**Instructions to follow:**
Answer these from the blog post below about the medieval dinner in Certaldo:
1. What was served as the first course?
2. What was the only utensil the diners had to eat with?
3. About how far is Certaldo from Florence, and in what direction?

**Excerpted text:**
Thursday, June 18, 2015

A medieval dinner

The following was the menu for our medieval dinner:
Antipasti: Skewers of cheese, salami, pork, bread and olives
First course:  Fava bean soup with mint and grilled crusts of bread
Main course: Pork shanks with salad
Desserts: Vin Santo and cookies

On the tables were pitchers of water and red wine. The tables were set. These Italians know how to party. The towns people were having as much fun as the visitors. What a great way to celebrate.

We found our spot.

And the meal began. First the antipasti arrived.

The skewers were stuck in large loaves of bread, which held them in place until there were served. Very clever.

We had entertainment between courses.  First the stilt people.

Not just on stilts but twirling flags.

Beautiful butterfly ladies on stilts were next.

Then the fava bean soup was delivered, pipping hot!

It was such a clever way to delier the food. Every 3 or four tables ahd their own pallet carrying the food for the next course. I can only imagine the behind the scenes staging area.

The next entertainment is a little difficult to explain. I THINK it was a battle between good (the girl in white) and evil (the girl in black). The whole thing was very surreal. 

They had wooden swords and sheilds, and the contraption that they were in moved down the street as they staged their battle.

The good girl.

The evil girl. It looks like they are doing some weird Pilates exercise, but they were indeed having a battle. How do they think of these things? On to the main course.

Remeber we only had a wooden spoon to eat with, so the salad was a bit messy but the meat was fun to pick up and gnaw away. It was as good as it looks.

I love the look on the blond's face. It is how we all felt when we saw the meat arrive.

The monks made sure we did not run out of wine.

More entertainment.

It was a spectacle.

Each chair had a plastic bag tied to it and we were given our bowls, plates, and cup to take home. That meant they had no dishes to wash and not as much trash! What a good idea. 

Certaldo in June. Remeber for next year!

Oh, we took Luca too. They are very dog friendsly.

Wednesday, June 17, 2015

Boccacio and Certaldo

Giovanni Boccaccio, most noted for his writing of The Decameron, was born in Certaldo in Tuscany in 1313. Although he spent most of his adult life in and around Florence, he died in Certaldo in 1375. As a plot summary for the Decameron, it tells the story of 10 people (7 women and 3 men) who decide to leave Florence to escape the plague. They hang out in a villa in the countryside and in order to pass the time, each person agrees to tell one story each day for 10 days. Those math majors out there have calculated that we have 100 stories. Many of the stories have the same source material as Chaucer's Cantebury Tales, or so they say.

We went to Certaldo, not to revisit the tales of Boccaccio, but to eat, of course. Each year the town hosts a medieval dinner and show and we decided to attend with our dear friends Anna and John.  Certaldo is divided into two parts, the upper and lower part of town. The upper part, is the old section of town, and it is where the festival was held.

Certaldo is part of the province of Florence. It is actually about 22 miles southwest of Florence proper. It is roughly the same size as Umbertide with a population of about 14,000 people in both the upper and lower parts of the town.

**Entries provided:**
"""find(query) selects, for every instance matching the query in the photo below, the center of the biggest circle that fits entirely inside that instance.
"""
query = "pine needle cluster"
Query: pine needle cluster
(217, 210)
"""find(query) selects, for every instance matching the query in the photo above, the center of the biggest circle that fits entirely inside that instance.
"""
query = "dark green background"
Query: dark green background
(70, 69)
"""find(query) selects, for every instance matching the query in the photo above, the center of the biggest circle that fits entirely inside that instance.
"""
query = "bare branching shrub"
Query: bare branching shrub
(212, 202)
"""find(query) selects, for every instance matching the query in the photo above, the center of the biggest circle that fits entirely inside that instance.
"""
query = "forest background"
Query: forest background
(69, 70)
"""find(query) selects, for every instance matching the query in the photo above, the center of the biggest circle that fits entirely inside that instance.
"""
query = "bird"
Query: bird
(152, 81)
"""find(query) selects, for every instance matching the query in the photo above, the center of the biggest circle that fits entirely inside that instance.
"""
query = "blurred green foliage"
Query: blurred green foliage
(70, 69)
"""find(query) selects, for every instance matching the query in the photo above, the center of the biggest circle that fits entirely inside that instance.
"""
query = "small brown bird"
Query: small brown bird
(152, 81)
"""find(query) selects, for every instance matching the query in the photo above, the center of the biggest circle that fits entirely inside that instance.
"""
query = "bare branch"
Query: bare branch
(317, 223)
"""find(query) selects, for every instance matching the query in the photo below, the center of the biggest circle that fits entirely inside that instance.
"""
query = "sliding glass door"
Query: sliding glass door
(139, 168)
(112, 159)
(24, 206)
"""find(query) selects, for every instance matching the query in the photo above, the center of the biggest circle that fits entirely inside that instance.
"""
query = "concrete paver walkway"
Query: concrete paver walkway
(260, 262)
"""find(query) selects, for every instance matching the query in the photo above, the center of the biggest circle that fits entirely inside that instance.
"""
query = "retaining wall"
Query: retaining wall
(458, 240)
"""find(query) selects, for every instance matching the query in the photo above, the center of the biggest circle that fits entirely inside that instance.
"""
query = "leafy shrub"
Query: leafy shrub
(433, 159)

**Response:**
1. Fava bean soup with mint and grilled crusts of bread.
2. A wooden spoon.
3. About 22 miles southwest of Florence.